# Task:
Retype the full set of records. Keep every character identical.

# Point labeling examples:
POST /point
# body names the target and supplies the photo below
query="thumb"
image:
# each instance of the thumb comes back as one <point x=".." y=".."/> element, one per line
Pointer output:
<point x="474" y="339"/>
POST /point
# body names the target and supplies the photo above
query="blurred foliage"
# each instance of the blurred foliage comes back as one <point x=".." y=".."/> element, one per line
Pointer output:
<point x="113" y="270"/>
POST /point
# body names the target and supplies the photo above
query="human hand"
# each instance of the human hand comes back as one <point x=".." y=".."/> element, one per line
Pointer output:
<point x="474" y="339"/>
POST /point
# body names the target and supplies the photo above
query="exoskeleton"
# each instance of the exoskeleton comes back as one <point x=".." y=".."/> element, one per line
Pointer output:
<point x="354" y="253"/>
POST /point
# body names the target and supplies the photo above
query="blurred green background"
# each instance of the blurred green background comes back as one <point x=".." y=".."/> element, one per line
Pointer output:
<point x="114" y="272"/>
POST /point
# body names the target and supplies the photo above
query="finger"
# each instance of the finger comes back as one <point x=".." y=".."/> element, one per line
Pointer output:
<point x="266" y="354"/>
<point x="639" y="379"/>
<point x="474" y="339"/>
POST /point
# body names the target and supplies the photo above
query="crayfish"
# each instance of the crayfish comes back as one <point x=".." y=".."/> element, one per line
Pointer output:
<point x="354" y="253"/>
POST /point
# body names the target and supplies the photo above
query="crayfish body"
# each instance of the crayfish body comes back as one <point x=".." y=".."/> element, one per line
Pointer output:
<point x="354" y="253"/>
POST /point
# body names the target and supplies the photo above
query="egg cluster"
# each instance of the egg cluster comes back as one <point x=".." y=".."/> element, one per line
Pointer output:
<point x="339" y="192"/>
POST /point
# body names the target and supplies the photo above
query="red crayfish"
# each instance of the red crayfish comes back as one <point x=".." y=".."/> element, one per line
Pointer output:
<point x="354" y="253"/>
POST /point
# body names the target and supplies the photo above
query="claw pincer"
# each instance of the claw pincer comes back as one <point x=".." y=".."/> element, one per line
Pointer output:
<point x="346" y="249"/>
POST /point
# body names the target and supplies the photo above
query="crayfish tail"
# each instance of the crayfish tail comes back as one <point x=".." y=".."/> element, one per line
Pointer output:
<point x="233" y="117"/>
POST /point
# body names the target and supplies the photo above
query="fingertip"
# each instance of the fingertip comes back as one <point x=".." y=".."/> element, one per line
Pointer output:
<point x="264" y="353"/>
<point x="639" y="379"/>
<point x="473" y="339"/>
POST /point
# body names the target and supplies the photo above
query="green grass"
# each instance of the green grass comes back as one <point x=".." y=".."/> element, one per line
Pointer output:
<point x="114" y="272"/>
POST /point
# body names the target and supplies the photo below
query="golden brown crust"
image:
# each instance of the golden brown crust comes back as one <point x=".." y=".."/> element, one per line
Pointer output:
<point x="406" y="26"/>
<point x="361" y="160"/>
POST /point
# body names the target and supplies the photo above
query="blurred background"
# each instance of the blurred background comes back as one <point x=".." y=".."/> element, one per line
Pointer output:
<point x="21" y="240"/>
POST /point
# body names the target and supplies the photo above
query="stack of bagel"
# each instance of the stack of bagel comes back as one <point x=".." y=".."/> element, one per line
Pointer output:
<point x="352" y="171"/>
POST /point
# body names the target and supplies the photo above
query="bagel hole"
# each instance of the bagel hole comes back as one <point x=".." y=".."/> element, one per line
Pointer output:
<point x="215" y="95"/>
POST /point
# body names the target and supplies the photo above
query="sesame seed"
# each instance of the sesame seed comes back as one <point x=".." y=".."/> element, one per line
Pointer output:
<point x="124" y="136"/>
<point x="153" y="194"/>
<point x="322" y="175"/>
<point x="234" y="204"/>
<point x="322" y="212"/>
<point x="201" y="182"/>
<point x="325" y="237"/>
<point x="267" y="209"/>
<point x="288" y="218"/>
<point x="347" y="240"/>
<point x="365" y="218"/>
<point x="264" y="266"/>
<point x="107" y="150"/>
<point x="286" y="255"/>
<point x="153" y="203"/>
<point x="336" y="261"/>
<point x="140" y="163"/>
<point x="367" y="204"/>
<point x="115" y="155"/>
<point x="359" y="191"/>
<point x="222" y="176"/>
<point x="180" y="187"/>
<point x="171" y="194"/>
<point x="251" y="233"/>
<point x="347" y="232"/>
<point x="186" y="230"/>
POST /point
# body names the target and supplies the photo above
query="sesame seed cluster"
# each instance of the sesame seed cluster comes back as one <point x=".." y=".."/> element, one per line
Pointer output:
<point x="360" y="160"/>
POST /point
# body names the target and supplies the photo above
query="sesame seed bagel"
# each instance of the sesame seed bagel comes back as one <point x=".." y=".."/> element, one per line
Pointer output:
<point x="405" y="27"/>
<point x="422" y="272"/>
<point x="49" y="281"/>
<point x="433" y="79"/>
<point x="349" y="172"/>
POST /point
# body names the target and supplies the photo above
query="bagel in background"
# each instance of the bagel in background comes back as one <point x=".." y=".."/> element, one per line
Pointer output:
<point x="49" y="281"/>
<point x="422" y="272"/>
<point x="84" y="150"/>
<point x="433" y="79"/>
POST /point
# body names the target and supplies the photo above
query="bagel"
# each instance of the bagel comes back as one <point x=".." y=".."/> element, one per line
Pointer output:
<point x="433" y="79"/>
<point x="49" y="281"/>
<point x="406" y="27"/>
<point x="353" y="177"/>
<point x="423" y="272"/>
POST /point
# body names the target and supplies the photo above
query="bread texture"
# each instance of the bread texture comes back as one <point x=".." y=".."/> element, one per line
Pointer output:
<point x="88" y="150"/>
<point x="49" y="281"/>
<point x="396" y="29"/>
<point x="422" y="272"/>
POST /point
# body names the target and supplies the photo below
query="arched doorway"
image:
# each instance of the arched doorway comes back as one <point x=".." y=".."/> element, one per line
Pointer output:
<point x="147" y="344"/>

# Result of this exercise:
POST /point
# body names the target and supplies the photo below
query="thumb"
image:
# each instance of the thumb comes back as one <point x=".." y=".."/> element, one per line
Pointer output:
<point x="474" y="339"/>
POST /point
# body names the target and supplies the photo above
query="blurred foliage"
# each instance of the blurred foliage comes back as one <point x=".." y=".."/> element, one per line
Pointer output:
<point x="113" y="270"/>
POST /point
# body names the target and supplies the photo above
query="human hand"
# each instance of the human hand comes back as one <point x=".." y=".."/> element, one per line
Pointer output:
<point x="474" y="339"/>
POST /point
# body names the target and supplies the photo above
query="exoskeleton"
# each instance of the exoskeleton comes back as one <point x=".." y=".."/> element, one per line
Pointer output:
<point x="354" y="253"/>
POST /point
# body names the target and supplies the photo above
query="blurred green background"
# each instance of the blurred green background comes back as one <point x=".." y=".."/> element, one per line
Pointer output:
<point x="114" y="272"/>
POST /point
# body names the target and supplies the photo above
query="finger"
# each instance of the finger comes back as one <point x=".." y=".."/> element, one per line
Pointer output:
<point x="266" y="354"/>
<point x="639" y="379"/>
<point x="474" y="339"/>
POST /point
# body names the target and supplies the photo above
query="crayfish"
# each instance of the crayfish comes back as one <point x=".." y=".."/> element, one per line
Pointer output:
<point x="354" y="253"/>
POST /point
# body names the target and supplies the photo above
query="crayfish body"
# each instance of the crayfish body comes back as one <point x=".." y=".."/> element, one per line
Pointer output:
<point x="354" y="253"/>
POST /point
# body names the target and supplies the photo above
query="egg cluster"
# each instance of the egg cluster comes back as one <point x=".." y=".."/> element, one per line
Pointer output:
<point x="339" y="192"/>
POST /point
# body names the target and supplies the photo above
query="red crayfish"
# each instance of the red crayfish comes back as one <point x=".." y=".."/> element, one per line
Pointer output:
<point x="354" y="253"/>
POST /point
# body names the target and supplies the photo above
query="claw pincer"
# each instance of the claw pincer comes back as one <point x=".." y=".."/> element, one per line
Pointer output:
<point x="346" y="249"/>
POST /point
# body names the target and supplies the photo above
query="crayfish tail"
# each instance of the crayfish tail comes back as one <point x=".." y=".."/> element, one per line
Pointer output:
<point x="233" y="117"/>
POST /point
# body names the target and supplies the photo above
query="fingertip"
# each instance of the fingertip comes back as one <point x=".." y=".."/> element, one per line
Pointer output:
<point x="264" y="353"/>
<point x="639" y="379"/>
<point x="473" y="339"/>
POST /point
# body names the target and supplies the photo above
query="green grass"
# each instance of the green grass comes back as one <point x=".." y=".."/> element, one per line
Pointer output:
<point x="114" y="272"/>
POST /point
# body names the target and supplies the photo below
query="golden brown crust"
image:
# each instance of the golden brown crust comes back as one <point x=".." y=".."/> element, one per line
Pointer output:
<point x="406" y="26"/>
<point x="361" y="160"/>
POST /point
# body names the target and supplies the photo above
query="blurred background"
# each instance of the blurred background comes back as one <point x=".." y=".."/> element, one per line
Pointer output:
<point x="21" y="240"/>
POST /point
# body names the target and supplies the photo above
query="stack of bagel"
# each instance of the stack of bagel comes back as one <point x=".." y=".."/> element, one per line
Pointer output:
<point x="352" y="171"/>
POST /point
# body names the target and supplies the photo above
query="bagel hole"
# each instance of the bagel hole comes back as one <point x=".." y=".."/> element, one per line
Pointer output:
<point x="215" y="95"/>
POST /point
# body names the target and supplies the photo above
query="sesame seed"
# each instance of the sesame seed comes back as one <point x=".." y=".."/> element, one per line
Pointer output:
<point x="124" y="136"/>
<point x="153" y="194"/>
<point x="322" y="175"/>
<point x="234" y="204"/>
<point x="322" y="212"/>
<point x="201" y="182"/>
<point x="325" y="237"/>
<point x="267" y="209"/>
<point x="288" y="218"/>
<point x="347" y="240"/>
<point x="365" y="218"/>
<point x="264" y="266"/>
<point x="107" y="150"/>
<point x="286" y="255"/>
<point x="153" y="203"/>
<point x="336" y="261"/>
<point x="140" y="163"/>
<point x="367" y="204"/>
<point x="115" y="155"/>
<point x="359" y="191"/>
<point x="222" y="176"/>
<point x="180" y="187"/>
<point x="171" y="194"/>
<point x="251" y="233"/>
<point x="347" y="232"/>
<point x="186" y="230"/>
POST /point
# body names the target and supplies the photo above
query="sesame seed cluster"
# each instance of the sesame seed cluster comes back as one <point x=".." y=".."/> element, one per line
Pointer output:
<point x="360" y="160"/>
POST /point
# body names the target and supplies the photo above
query="sesame seed bagel"
# each instance of the sesame seed bagel comes back as one <point x=".." y=".."/> element, one per line
Pointer output:
<point x="405" y="27"/>
<point x="422" y="272"/>
<point x="49" y="281"/>
<point x="433" y="79"/>
<point x="349" y="172"/>
POST /point
# body names the target and supplies the photo above
query="bagel in background"
# each instance of the bagel in background comes back as one <point x=".." y=".."/> element, one per line
Pointer output:
<point x="49" y="281"/>
<point x="422" y="272"/>
<point x="84" y="150"/>
<point x="433" y="79"/>
POST /point
# body names the target and supplies the photo above
query="bagel"
# each instance of the bagel comes back as one <point x=".." y=".."/> element, one per line
Pointer output:
<point x="433" y="79"/>
<point x="49" y="281"/>
<point x="406" y="27"/>
<point x="353" y="177"/>
<point x="423" y="272"/>
POST /point
# body names the target and supplies the photo above
query="bread texture"
# each instance of the bread texture comes back as one <point x=".." y=".."/> element, one per line
Pointer output:
<point x="88" y="150"/>
<point x="49" y="281"/>
<point x="396" y="29"/>
<point x="422" y="272"/>
POST /point
# body names the target and supplies the photo below
query="arched doorway"
image:
# each instance of the arched doorway comes back as one <point x=".." y=".."/> element, one per line
Pointer output:
<point x="147" y="344"/>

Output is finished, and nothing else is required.